_Text excerpt_.
━━━
One of the best books for any speech-impaired reader. This is one of the few books that had helped to resolve my speech defects. For over 30 years, I had very severe speech impediments. Over the next 10 years, most speech defects were only mild and eventually dissolved. Today, I can speak with absolute fluency and more surprisingly I can sing too. My hard-worked pronunciation is now perfect.
If you're deaf, I most recommend a pronouncing dictionary (the most ideal gift for any deaf-born child). If you have some degree of hearing, then do buy yourself a pronouncing dictionary with the CD-ROM. All the pronunciations are cryptically written in IPA alphabets, each alphabet representing a certain sound, which you make with just a certain lip position and a tongue position.
A PRONOUNCING DICTIONARY IS MOST VITAL TO ANY DEAF READER - and SHOULD be introduced in every deaf school in the country. I myself went to a deaf school where the outmoded speech therapy was dreadful and abstruse. I'd never really learned any good speech there, only the approximate sounds. Only in my twenties did I really learn the basics of correct/proper pronunciations. Firstly, I learned the pronunciation of each letter - by graphic/visual descriptions of shaping lips and tongue when making sounds. It took me years to rebuild my pronouncing vocabulary - with the help of a pronouncing dictionary.
━━━
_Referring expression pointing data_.
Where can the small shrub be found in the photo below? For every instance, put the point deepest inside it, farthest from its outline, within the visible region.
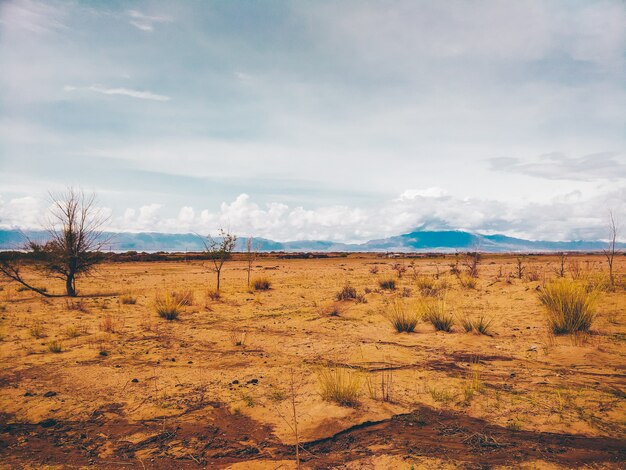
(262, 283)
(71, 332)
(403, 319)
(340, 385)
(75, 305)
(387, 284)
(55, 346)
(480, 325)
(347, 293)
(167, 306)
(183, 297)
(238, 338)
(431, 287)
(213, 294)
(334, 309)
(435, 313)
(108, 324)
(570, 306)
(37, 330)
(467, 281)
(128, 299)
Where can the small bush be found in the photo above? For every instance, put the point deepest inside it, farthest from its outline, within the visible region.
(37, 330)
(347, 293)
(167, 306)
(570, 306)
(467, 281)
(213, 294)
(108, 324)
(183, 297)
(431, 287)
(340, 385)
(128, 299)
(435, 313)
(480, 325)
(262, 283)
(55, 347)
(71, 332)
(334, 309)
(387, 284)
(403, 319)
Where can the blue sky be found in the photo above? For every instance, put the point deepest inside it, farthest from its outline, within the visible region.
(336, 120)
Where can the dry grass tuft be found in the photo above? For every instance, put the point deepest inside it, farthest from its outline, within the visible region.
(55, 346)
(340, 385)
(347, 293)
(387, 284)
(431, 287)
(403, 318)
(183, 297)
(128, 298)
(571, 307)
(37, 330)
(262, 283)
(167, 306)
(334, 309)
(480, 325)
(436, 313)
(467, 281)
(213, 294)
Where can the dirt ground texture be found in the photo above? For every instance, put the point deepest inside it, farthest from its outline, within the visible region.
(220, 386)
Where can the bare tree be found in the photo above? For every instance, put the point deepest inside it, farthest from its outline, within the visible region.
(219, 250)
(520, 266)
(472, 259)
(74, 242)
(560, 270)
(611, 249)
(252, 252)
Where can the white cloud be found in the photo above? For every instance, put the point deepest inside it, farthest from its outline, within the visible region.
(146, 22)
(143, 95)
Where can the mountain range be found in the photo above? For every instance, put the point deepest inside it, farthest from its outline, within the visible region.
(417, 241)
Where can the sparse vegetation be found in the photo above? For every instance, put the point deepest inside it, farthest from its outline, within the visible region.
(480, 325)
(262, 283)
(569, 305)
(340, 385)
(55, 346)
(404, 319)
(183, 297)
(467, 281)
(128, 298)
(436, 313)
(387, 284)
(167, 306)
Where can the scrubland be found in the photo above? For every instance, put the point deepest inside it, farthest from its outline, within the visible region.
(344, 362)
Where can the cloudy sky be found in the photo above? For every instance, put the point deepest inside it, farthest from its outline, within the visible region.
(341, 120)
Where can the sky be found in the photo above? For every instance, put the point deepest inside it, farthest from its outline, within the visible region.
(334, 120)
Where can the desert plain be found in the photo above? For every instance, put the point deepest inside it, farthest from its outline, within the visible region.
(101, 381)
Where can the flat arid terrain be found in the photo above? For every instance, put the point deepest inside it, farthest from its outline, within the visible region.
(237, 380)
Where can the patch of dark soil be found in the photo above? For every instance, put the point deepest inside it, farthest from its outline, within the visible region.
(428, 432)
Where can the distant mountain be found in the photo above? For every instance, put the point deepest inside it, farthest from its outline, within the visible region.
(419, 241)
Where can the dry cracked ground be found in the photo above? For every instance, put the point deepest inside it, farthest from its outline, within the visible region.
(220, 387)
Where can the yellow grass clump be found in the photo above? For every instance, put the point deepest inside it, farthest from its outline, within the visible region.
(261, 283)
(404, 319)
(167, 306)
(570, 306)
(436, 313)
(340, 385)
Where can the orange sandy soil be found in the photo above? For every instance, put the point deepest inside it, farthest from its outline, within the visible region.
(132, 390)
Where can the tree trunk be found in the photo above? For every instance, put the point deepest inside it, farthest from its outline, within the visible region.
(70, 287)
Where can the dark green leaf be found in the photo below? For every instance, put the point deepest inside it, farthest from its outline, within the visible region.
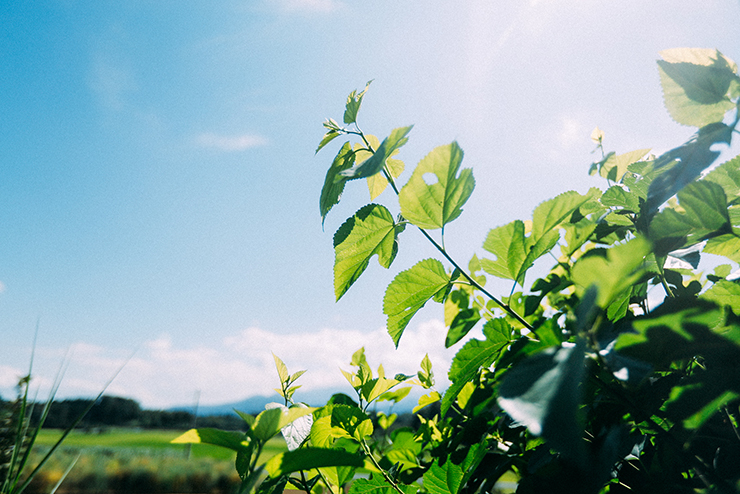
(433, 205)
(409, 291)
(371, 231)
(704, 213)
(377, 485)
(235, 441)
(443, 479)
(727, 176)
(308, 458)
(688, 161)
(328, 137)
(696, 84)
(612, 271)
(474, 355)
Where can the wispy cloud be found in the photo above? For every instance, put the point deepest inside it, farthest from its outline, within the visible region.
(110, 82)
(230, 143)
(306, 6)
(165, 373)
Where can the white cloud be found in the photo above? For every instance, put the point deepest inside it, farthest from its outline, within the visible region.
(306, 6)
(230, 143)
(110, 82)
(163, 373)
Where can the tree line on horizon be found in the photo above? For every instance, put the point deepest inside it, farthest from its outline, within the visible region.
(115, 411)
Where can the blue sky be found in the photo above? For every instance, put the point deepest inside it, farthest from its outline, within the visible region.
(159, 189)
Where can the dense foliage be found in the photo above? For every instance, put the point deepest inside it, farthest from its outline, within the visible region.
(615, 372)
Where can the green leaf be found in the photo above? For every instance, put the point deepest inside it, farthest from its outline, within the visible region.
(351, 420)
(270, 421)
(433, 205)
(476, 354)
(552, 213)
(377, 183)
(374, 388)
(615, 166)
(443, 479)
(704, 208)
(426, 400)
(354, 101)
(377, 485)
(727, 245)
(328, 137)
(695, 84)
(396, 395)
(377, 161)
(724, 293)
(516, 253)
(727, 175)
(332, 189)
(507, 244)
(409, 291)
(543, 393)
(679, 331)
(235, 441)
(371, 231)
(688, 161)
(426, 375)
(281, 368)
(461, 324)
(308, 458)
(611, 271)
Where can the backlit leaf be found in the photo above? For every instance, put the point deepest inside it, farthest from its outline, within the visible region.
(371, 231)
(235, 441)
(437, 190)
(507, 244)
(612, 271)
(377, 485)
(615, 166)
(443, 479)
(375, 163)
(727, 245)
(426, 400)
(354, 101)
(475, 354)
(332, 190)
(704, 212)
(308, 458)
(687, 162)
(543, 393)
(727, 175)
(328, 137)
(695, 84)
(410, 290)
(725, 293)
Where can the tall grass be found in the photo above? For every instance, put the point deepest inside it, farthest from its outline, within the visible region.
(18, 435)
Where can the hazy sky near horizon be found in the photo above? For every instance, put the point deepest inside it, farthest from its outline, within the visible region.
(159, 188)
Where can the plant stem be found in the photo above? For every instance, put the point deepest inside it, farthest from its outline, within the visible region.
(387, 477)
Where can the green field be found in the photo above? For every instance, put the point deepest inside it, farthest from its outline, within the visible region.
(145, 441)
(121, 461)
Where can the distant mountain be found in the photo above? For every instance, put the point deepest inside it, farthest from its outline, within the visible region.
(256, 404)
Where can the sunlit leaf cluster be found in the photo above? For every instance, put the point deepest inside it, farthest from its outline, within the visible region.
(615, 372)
━━━
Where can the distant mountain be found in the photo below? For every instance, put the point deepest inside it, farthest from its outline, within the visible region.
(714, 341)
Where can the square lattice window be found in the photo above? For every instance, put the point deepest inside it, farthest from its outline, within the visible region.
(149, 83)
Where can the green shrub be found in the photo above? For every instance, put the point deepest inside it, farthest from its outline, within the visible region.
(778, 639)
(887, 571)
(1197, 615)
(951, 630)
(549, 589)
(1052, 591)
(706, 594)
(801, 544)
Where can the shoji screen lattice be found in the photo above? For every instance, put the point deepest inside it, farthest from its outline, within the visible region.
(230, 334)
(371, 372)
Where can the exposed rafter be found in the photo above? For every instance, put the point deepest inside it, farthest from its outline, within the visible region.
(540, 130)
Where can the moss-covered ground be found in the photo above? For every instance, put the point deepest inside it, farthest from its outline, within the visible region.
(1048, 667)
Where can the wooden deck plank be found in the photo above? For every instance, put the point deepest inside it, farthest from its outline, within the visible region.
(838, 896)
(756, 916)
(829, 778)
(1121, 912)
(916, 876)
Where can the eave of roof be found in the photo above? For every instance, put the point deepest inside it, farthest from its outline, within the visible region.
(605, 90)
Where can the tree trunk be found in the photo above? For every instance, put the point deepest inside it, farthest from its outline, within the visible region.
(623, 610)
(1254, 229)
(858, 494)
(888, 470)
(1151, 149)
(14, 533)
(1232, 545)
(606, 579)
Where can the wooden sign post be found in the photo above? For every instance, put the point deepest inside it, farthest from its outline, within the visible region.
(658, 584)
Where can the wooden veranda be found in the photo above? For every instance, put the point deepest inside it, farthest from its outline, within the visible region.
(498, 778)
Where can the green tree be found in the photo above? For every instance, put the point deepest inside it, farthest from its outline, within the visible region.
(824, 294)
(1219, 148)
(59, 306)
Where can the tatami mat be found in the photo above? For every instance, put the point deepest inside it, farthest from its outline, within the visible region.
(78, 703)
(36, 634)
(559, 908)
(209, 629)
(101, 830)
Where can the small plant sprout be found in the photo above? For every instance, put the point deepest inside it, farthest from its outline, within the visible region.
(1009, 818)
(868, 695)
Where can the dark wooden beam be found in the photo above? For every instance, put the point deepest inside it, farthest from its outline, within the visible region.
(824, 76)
━━━
_Tasks for this exercise_.
A - In the review of the pronouncing dictionary, for how long did the writer have very severe speech impediments?
B - Continue the review of the pronouncing dictionary from its final sentence.

_Answers for the exercise_.
A - Over 30 years.

B -
Pronouncing dictionaries help you distinguish any confusing, sound-alike pronunciations such as "such" and "search," "caught" and "cot," "sword" and "sawed," etc. And learn to rhyme words such as "beautiful" and "dutiful," "feather" and "leather," etc.
Once you have mastered IPA alphabets and speech, you can too learn foreign languages - and you CAN. I have learned oral German and French and can speak with such absolute fluency that parents have asked me to give grinds to their kids.
Your second book should be "English Phonetics and Phonology: A Practical Course" by Peter Roach. This one teaches phonetics in details - the IPA alphabets, lip positions, tongue positions, etc.
Your third and subsequent books should contain exercises for your vocal cords, tongue, lungs, breathing techniques, etc.